### SOURCE EXTRACT ###
Not that I was really qualified to train anyone, let alone discuss the challenges new employees would face working with a DD population. I took a Civil Service test and came out #3 - so I was hired. Fortunately for me, we did not have any on-going staff development for the first 6 months after I started due to a disagreement between my supervisor and the institution administration. So I read manuals and books and talked to everyone about what I should know.
The first class offered was new employee orientation - some of these 'new' employees had been there for 2 years! - but I was to sit in our the training to fulfill requirements and learn how training was done. Two hours in, one of the instructors was unavailable and I was told I had to train the class. That class was "Life/Sex Education" - a class to acquaint new employees with how the clients at the institution dealt with sexual issues. The crux of the class was the clients were adults and should be treated as such, especially when they used all the different slang for body parts and functions. Yep, trial by fire!
Settling in, I discovered I enjoyed the job. It was very trying and a little intimidating, but the time I had when I first started helped. Truly learning as I went along, I had my own office and developed friendships and was treated with respect - mostly. Some people thought I was silly and not serious, but I found that my trainees remembered what I was showing them if I could wrap it up in a funny bow.
This all leads to Brophy. Brophy was the name of the building I worked in. The building was over 100 years old and had all the charm an institution could muster, which was very little. Still, I came in one weekend, painted my office, brought in some old chairs and wallpapered one wall with the brightest wall paper I could find. It was very comfortable and a refuge from the rest of the world. I got in a little trouble with our union painters, but they reasoned that they did not want to paint our offices anyway and let it go.
###
▶ **WORK INSTRUCTIONS**
1. Please reproduce the Brophy account word for word, starting at "Settling in, I" and ending at "a funny bow.".
2. Render this sentence from the Brophy account in Spanish: "Brophy was the name of the building I worked in."
### ENTRIES SHOWN ###
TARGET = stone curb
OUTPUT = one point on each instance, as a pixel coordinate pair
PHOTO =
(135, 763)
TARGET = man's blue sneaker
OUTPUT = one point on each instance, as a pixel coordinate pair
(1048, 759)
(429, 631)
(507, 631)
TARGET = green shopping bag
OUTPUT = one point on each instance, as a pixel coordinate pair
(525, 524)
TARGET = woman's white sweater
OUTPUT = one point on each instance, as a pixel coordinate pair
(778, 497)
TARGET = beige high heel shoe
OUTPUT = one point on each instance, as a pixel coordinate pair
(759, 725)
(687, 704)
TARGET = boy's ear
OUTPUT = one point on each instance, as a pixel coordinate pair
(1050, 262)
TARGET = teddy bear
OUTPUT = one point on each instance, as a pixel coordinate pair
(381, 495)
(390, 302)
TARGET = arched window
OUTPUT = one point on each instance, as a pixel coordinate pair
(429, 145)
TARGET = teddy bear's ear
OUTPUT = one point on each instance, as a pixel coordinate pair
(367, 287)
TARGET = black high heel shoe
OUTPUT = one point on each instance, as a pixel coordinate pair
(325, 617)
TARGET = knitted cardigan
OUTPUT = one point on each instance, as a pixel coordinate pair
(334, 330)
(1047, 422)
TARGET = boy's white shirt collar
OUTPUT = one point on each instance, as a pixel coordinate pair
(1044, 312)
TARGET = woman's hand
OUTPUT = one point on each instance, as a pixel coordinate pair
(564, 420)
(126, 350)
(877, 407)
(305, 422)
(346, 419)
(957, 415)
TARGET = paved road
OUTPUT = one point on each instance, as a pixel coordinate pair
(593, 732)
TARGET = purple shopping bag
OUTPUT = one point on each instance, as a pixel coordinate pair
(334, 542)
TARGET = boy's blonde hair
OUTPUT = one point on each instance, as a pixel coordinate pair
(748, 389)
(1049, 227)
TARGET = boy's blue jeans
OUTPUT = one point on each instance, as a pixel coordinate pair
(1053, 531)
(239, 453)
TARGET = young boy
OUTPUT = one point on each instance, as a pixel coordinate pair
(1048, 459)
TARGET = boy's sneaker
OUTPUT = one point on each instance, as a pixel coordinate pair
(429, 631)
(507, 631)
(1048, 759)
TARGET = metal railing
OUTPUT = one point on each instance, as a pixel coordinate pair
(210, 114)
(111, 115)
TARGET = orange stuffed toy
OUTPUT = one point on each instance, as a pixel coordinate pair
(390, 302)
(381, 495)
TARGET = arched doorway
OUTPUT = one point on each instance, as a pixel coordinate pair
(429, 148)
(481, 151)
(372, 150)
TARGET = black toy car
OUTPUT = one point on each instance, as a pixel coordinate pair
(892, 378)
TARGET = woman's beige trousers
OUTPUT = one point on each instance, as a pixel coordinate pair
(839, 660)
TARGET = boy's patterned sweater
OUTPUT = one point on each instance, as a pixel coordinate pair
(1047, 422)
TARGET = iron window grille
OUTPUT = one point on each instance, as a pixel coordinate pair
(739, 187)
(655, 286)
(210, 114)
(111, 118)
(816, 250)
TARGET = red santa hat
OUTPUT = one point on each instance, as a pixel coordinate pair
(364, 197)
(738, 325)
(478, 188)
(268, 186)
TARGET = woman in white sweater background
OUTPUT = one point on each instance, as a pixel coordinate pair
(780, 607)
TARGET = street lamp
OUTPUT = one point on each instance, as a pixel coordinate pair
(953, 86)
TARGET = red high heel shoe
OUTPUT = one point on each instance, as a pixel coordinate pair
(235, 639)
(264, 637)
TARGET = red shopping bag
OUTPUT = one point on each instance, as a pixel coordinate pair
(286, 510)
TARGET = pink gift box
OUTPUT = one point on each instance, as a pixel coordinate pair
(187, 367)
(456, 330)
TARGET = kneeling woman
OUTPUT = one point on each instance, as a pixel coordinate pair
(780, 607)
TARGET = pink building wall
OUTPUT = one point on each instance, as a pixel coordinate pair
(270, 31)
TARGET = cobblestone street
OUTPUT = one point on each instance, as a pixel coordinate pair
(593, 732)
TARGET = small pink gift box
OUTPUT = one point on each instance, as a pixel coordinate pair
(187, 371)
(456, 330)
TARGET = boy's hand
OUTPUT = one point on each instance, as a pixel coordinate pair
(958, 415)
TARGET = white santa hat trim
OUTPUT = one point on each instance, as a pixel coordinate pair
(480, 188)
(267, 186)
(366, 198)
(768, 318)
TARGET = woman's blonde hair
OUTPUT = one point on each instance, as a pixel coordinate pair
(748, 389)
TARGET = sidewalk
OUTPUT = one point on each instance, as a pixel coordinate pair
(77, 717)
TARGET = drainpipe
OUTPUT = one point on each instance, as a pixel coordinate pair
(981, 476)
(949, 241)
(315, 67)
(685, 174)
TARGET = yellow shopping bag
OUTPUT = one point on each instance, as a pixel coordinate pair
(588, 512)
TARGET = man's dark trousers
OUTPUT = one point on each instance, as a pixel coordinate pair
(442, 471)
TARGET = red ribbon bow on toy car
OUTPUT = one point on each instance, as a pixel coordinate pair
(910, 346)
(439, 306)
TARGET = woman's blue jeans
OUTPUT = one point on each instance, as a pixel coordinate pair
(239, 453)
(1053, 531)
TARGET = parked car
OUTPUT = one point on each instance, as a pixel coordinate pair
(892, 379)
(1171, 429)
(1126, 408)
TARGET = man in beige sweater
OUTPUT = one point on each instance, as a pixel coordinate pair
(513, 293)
###
▶ **ANSWERS TO THE TASKS**
1.
Settling in, I discovered I enjoyed the job. It was very trying and a little intimidating, but the time I had when I first started helped. Truly learning as I went along, I had my own office and developed friendships and was treated with respect - mostly. Some people thought I was silly and not serious, but I found that my trainees remembered what I was showing them if I could wrap it up in a funny bow.

2. Brophy era el nombre del edificio en el que yo trabajaba.